(Image object location entries)
__________

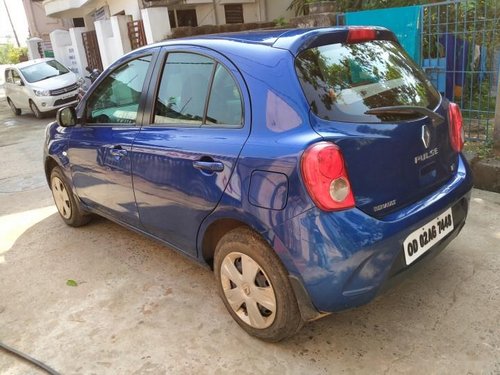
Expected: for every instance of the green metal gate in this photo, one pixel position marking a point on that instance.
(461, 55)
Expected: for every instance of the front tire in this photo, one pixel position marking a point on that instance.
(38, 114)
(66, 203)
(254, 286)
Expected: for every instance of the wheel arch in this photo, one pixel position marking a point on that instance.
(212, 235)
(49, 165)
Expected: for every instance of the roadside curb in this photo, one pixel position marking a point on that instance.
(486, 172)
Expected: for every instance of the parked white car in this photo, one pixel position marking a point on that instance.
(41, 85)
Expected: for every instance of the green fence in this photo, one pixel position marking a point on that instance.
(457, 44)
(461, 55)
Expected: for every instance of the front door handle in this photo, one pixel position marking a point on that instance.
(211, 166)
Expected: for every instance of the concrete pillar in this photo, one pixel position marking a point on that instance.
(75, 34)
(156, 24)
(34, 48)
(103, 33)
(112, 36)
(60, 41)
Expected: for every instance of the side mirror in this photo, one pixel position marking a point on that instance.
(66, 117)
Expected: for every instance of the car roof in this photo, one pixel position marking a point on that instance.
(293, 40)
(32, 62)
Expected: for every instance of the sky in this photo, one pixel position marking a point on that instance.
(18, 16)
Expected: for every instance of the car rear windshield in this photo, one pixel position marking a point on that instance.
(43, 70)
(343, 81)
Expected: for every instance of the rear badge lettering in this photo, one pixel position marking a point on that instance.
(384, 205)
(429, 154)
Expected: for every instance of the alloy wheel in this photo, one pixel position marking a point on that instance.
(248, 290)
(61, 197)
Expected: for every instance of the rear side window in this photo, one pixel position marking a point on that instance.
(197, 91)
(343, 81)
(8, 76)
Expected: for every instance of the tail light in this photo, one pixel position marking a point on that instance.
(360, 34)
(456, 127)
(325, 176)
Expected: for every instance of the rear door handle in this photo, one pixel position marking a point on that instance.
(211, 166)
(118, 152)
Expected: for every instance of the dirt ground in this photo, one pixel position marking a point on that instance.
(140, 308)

__________

▸ **DESCRIPTION OF THE TASK**:
Reproduce word for word the part of the entries that opens with the line containing "Expected: for every instance of the rear side" and continues through the last line of the entries, including both of those lines.

▸ **EXERCISE RESULT**:
Expected: for every instance of the rear side window in this photo, one pixel position marking a point on that instance.
(197, 91)
(343, 81)
(8, 76)
Expected: for every instance of the tail light in this photo, one pixel position marking a point on that instance.
(360, 34)
(456, 127)
(325, 176)
Expected: for every instance of the rear door handle in this photo, one pixel position marking a point on that instance.
(211, 166)
(118, 152)
Expected: for every instance of the dirt ground in this photo, one pixel position marking a point on that instance.
(140, 308)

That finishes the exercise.